**Provided records:**

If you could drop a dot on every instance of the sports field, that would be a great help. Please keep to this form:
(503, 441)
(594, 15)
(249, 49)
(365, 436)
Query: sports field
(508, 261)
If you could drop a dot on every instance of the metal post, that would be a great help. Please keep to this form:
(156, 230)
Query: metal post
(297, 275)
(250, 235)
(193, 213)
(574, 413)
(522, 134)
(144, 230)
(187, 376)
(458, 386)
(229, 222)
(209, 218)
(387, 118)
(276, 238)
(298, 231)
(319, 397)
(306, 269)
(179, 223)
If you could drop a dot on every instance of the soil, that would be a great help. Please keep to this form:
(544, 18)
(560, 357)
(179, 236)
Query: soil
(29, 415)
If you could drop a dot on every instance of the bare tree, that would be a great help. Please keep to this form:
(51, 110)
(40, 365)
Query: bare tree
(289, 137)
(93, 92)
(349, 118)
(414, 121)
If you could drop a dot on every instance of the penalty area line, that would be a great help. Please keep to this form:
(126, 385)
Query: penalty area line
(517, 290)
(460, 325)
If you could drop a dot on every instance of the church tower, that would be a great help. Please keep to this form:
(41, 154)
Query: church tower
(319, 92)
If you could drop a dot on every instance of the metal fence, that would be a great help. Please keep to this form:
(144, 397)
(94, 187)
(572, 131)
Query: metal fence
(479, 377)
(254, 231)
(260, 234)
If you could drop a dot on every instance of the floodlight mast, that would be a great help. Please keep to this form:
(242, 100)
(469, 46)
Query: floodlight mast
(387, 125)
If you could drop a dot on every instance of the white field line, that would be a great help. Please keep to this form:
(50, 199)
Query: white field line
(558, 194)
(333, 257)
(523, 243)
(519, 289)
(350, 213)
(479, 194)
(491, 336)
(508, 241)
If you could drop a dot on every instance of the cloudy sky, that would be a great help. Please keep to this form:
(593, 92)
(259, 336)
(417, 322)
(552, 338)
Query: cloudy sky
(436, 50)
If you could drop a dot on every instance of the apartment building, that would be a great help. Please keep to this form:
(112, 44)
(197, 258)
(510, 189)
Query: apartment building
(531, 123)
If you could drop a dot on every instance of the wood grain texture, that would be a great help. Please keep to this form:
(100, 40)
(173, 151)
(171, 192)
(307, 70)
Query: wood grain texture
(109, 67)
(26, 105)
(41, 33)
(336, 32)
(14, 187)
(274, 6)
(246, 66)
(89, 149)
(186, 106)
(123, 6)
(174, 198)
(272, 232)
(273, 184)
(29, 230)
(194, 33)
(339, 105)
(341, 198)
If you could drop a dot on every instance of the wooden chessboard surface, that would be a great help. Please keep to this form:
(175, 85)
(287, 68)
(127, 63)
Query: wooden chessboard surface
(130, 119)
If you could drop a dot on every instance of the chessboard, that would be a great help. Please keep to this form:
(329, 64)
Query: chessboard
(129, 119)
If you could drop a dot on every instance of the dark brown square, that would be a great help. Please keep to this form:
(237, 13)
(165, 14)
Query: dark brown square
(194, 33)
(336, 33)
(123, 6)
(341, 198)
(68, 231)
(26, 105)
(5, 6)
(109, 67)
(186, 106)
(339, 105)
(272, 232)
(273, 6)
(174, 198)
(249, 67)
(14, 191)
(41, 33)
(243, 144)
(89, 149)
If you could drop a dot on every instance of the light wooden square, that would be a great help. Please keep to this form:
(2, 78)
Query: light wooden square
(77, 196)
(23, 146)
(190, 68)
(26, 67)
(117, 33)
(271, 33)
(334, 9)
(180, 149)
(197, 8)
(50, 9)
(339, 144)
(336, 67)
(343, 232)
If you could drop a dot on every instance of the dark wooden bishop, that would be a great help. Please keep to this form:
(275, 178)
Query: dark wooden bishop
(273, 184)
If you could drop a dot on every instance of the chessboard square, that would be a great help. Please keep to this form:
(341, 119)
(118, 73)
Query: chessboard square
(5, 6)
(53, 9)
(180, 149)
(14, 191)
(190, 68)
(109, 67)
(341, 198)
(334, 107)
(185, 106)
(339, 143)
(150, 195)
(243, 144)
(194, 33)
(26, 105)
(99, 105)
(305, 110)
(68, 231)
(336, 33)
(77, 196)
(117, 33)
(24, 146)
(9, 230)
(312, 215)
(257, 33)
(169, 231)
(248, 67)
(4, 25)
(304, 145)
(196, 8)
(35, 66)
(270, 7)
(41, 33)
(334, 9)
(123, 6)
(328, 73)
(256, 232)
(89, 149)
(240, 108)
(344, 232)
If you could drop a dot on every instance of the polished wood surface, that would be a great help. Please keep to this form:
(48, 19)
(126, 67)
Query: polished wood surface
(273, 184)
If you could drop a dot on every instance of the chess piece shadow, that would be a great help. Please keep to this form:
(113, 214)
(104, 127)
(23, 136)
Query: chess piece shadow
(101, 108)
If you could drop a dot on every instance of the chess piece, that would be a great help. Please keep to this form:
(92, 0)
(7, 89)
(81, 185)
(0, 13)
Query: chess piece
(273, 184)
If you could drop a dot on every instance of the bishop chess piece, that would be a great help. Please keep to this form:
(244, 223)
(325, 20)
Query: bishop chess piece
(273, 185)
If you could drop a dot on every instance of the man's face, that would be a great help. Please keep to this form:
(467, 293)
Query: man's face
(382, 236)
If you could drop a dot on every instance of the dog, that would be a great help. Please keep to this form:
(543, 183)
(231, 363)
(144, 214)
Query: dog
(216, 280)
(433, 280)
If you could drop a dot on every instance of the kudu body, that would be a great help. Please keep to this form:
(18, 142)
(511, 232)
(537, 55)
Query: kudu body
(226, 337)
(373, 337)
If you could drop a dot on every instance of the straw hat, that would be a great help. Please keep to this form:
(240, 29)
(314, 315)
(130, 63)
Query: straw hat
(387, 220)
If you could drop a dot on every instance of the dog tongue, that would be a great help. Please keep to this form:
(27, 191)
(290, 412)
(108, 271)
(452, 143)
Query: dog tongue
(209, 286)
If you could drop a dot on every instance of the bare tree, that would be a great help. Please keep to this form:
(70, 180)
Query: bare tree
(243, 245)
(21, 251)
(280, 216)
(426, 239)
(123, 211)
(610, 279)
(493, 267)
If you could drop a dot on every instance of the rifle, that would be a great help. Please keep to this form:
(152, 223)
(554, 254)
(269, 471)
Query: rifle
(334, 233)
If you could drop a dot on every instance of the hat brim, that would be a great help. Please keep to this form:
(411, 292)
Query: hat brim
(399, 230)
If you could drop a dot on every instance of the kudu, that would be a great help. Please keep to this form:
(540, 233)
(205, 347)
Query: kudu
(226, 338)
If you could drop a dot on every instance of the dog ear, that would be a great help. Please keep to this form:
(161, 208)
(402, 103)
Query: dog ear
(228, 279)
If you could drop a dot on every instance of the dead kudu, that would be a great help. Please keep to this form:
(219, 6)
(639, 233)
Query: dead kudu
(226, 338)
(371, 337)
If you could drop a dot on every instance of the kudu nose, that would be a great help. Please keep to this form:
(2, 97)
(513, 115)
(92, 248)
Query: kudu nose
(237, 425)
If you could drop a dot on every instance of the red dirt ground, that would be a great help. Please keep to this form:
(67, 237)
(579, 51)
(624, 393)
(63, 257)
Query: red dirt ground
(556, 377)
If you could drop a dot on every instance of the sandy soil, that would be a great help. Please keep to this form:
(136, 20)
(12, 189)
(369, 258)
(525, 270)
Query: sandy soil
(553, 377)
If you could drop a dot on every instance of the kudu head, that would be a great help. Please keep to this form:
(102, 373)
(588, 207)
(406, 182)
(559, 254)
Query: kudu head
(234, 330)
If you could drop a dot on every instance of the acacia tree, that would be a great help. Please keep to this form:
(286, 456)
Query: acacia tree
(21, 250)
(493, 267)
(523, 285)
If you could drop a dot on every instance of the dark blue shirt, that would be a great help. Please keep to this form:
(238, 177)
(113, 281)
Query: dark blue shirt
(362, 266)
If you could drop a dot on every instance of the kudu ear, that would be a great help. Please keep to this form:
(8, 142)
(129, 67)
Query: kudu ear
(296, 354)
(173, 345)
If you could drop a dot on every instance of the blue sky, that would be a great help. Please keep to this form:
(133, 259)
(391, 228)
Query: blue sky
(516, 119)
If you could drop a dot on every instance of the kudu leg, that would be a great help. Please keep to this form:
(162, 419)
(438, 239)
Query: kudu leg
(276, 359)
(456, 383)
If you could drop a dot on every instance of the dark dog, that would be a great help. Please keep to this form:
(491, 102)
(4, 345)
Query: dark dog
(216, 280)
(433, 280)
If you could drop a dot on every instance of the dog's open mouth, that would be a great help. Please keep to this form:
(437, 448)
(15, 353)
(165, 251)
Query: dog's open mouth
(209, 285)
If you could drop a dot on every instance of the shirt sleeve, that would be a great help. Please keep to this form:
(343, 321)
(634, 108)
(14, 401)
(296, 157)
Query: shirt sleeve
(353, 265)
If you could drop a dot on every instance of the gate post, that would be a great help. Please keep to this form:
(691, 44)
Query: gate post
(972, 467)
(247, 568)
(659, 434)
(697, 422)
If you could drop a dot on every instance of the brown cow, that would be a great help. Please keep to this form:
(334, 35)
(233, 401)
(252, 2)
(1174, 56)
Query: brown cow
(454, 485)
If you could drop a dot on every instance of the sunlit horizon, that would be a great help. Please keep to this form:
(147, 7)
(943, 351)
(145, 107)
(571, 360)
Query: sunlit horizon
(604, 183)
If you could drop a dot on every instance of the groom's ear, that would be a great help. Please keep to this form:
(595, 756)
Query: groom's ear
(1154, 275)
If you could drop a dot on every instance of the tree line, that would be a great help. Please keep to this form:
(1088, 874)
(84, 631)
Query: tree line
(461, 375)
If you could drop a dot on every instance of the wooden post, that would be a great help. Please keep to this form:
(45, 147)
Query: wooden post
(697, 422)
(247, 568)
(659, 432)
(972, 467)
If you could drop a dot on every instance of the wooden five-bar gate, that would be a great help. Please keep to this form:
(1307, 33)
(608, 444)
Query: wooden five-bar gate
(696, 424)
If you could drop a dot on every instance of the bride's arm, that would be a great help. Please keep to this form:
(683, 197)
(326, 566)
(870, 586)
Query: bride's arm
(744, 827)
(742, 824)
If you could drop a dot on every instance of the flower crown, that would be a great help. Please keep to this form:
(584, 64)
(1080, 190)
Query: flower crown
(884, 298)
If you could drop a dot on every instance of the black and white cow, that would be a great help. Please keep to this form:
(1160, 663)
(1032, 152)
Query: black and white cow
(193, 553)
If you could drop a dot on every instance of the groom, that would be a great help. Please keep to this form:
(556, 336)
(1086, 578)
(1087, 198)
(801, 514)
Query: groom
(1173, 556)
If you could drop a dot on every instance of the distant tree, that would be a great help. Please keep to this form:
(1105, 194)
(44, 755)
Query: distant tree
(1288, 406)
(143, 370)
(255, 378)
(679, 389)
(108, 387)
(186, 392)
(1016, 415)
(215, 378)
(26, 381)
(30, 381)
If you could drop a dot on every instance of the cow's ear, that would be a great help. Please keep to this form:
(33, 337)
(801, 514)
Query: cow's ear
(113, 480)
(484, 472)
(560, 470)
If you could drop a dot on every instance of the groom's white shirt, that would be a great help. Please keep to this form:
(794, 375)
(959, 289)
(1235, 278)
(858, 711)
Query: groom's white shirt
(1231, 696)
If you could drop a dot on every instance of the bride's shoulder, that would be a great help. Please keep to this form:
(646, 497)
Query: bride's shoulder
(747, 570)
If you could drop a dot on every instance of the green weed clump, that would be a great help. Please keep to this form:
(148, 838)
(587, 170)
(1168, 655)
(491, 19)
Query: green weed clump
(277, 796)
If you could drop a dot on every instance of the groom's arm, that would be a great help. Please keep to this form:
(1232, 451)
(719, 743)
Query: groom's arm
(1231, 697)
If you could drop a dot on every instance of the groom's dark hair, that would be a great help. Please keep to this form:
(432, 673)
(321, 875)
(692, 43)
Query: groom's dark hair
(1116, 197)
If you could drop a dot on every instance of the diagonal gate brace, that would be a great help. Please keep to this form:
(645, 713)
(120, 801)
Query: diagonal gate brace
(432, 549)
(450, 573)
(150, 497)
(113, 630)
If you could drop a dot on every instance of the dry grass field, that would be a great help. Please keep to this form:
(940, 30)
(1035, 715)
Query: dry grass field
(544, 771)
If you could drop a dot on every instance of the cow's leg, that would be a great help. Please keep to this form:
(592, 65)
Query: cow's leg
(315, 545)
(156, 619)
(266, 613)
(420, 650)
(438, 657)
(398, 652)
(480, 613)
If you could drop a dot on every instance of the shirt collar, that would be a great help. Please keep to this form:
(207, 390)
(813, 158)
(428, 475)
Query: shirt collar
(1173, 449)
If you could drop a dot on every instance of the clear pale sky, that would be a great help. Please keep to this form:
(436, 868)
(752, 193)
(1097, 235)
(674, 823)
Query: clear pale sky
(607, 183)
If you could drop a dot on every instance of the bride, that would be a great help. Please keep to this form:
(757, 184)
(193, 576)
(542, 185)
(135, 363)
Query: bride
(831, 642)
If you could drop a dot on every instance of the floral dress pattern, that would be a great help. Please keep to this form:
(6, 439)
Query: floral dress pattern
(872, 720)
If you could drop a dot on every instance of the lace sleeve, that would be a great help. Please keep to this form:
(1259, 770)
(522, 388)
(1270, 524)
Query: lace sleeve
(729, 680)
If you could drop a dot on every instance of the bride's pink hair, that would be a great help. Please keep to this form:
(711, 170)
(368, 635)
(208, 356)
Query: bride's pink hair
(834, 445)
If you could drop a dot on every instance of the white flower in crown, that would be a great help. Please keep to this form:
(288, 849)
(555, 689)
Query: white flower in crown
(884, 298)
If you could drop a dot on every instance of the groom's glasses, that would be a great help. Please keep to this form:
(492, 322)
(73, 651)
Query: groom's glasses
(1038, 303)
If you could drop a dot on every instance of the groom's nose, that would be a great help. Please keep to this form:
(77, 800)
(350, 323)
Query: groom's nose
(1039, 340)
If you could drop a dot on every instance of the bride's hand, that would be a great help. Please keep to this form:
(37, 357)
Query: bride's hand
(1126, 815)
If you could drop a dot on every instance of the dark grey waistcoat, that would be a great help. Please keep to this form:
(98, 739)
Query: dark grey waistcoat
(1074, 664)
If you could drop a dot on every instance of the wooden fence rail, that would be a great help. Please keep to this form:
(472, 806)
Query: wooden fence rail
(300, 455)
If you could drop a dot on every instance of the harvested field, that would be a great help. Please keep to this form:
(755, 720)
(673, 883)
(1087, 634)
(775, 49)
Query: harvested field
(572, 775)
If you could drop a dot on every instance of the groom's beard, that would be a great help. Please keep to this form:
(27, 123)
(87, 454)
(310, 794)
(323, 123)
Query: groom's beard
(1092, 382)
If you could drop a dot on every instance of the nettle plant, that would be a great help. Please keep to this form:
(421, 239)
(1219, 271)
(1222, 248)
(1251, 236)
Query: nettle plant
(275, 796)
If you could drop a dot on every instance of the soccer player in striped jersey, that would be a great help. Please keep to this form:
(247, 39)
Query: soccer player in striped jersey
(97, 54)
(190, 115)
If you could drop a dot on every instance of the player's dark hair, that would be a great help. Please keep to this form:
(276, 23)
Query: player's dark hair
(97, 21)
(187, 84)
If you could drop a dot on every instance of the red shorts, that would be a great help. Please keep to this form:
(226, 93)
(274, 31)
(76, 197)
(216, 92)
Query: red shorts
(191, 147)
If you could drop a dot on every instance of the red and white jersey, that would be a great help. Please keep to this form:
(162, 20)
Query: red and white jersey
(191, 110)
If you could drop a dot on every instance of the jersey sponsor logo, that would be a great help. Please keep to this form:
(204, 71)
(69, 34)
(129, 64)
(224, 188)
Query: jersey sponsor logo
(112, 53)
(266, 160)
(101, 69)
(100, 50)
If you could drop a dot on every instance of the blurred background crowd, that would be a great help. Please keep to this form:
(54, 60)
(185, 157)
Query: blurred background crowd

**Required task:** Output exactly the lines above, from the one holding "red shorts, that" through the end of the data, including the first and last.

**Exercise response:**
If you could drop a dot on every instance of the red shorts, that would be a great help. Please keep to this form:
(226, 93)
(274, 31)
(76, 197)
(216, 92)
Query: red shorts
(191, 147)
If you could drop a dot on every instance of the red and white jersey, that would be a great help. Please keep to this form:
(162, 20)
Query: red and white jersey
(191, 110)
If you could drop a dot on every instance of the jersey sponsor logo, that would be a great help. Please keep to this form:
(204, 71)
(69, 34)
(129, 64)
(224, 188)
Query: jersey sponsor logo
(112, 53)
(266, 160)
(101, 69)
(100, 50)
If you could drop a dot on every instance of the blurred background crowd, that would be a great help. Please keep to this form:
(54, 60)
(185, 157)
Query: blurred background crowd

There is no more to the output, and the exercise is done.